Provided material>
>> Begin

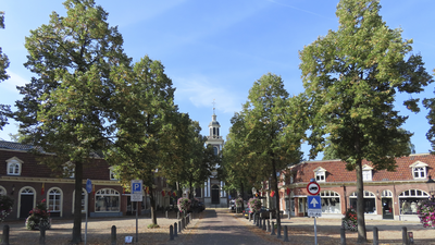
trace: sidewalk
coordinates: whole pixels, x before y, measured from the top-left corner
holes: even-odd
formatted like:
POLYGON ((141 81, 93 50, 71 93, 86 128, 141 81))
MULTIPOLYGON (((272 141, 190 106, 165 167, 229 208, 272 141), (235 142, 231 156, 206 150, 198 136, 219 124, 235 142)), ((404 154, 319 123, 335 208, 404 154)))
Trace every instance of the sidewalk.
MULTIPOLYGON (((252 231, 259 235, 269 236, 270 233, 261 231, 249 222, 241 215, 234 215, 240 223, 251 225, 252 231)), ((276 220, 273 220, 276 223, 276 220)), ((289 244, 314 244, 314 219, 307 217, 293 217, 290 220, 287 217, 281 219, 282 225, 288 226, 289 244)), ((322 245, 340 244, 340 219, 316 219, 318 243, 322 245)), ((373 244, 373 228, 378 229, 380 244, 393 245, 402 244, 402 226, 406 226, 408 232, 413 232, 415 245, 435 245, 435 230, 423 228, 421 223, 410 221, 396 220, 365 220, 365 230, 368 244, 373 244)), ((283 229, 284 230, 284 229, 283 229)), ((282 231, 283 232, 283 231, 282 231)), ((283 233, 282 233, 283 234, 283 233)), ((358 233, 346 232, 347 245, 357 244, 358 233)), ((282 240, 277 240, 279 242, 282 240)), ((287 243, 288 244, 288 243, 287 243)))

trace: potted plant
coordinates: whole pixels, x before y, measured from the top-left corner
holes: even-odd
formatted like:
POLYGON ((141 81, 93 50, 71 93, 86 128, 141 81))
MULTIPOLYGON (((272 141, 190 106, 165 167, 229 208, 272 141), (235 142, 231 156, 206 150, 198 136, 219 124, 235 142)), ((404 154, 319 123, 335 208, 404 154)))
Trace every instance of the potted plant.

>> End

Task brief> Can you print, unchanged, the stretch of lines from the very start through the one containing "MULTIPOLYGON (((252 231, 259", with both ends included and the pictures left out?

Correct output>
trace: sidewalk
coordinates: whole pixels, x before y, measured from the top-left corner
holes: even-odd
formatted like:
POLYGON ((141 81, 93 50, 71 93, 86 128, 141 81))
MULTIPOLYGON (((272 141, 190 106, 165 167, 229 208, 272 141), (235 142, 231 156, 206 150, 198 136, 219 124, 235 142)), ((404 154, 319 123, 335 208, 404 154)))
Trace every instance of the sidewalk.
MULTIPOLYGON (((252 231, 259 235, 269 236, 270 233, 261 231, 249 222, 241 215, 234 215, 240 223, 251 225, 252 231)), ((276 220, 273 220, 276 223, 276 220)), ((289 244, 314 244, 314 219, 307 217, 293 217, 290 220, 287 217, 281 219, 282 225, 288 226, 289 244)), ((322 245, 340 244, 340 219, 316 219, 318 243, 322 245)), ((373 244, 373 228, 378 229, 380 244, 393 245, 402 244, 402 226, 406 226, 408 232, 413 232, 415 245, 435 245, 435 230, 423 228, 421 223, 410 221, 396 220, 365 220, 365 230, 368 244, 373 244)), ((283 229, 284 230, 284 229, 283 229)), ((282 231, 283 232, 283 231, 282 231)), ((283 233, 282 233, 283 234, 283 233)), ((358 233, 346 232, 347 245, 357 244, 358 233)), ((282 240, 277 240, 279 242, 282 240)), ((287 243, 288 244, 288 243, 287 243)))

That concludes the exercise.